• [Directions]: Find how many lines in the material contain "item"; your answer should be that number alone.

(Beginning of Data records)

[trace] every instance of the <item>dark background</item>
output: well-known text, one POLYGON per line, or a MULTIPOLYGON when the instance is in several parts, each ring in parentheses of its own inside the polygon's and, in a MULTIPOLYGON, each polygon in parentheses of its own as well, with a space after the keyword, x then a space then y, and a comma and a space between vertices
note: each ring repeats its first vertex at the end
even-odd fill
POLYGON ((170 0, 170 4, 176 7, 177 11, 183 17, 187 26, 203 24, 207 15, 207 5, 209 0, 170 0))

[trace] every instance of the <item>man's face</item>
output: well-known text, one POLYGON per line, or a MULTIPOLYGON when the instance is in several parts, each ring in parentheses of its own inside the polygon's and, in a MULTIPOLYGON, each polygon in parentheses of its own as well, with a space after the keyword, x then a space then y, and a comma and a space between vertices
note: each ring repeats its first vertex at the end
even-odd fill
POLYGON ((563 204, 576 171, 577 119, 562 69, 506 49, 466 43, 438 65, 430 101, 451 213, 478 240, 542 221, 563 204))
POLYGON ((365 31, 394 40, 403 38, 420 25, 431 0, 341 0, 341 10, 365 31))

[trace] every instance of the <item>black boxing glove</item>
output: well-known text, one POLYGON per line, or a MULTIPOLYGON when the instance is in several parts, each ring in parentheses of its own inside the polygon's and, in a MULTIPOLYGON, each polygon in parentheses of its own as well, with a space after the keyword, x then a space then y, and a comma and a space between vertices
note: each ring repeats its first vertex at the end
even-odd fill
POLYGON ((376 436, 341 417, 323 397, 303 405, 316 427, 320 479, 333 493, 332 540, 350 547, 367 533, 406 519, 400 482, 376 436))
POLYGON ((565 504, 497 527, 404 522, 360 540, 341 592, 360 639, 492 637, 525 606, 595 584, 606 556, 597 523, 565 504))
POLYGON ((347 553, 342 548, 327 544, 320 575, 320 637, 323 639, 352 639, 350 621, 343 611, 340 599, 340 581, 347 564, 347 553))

(End of Data records)

• [Task response]: 3